Material supplied:

┌──

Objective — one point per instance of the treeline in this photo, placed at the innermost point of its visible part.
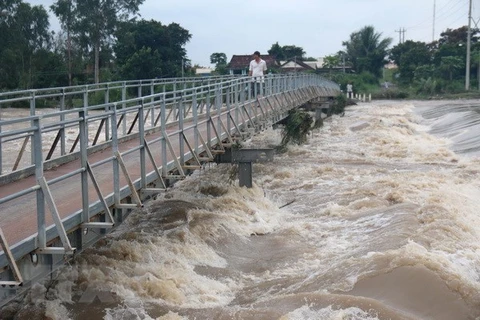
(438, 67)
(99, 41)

└──
┌──

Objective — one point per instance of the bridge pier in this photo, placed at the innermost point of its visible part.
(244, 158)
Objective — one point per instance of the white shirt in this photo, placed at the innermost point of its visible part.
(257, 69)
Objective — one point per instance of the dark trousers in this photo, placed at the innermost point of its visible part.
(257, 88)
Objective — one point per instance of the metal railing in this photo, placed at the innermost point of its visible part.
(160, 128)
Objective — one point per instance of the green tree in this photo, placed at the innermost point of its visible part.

└──

Directive:
Reproduce the data from the line containing "Objective — one point per instance of the dark" through the line containing "Objective — one point per instance of the green", both included, and shift every coordinate in the answers by adding 38 to it.

Response to this exercise:
Objective — one point per instance of the dark trousers in this photo, placed at the innermost point of its visible part.
(295, 126)
Objective — one point per instance of the metal railing in this photo, placed at the innermost point of its visible part.
(198, 166)
Objective — one point per instance of the green tree in this photo, placed at the innermost point of its visible part.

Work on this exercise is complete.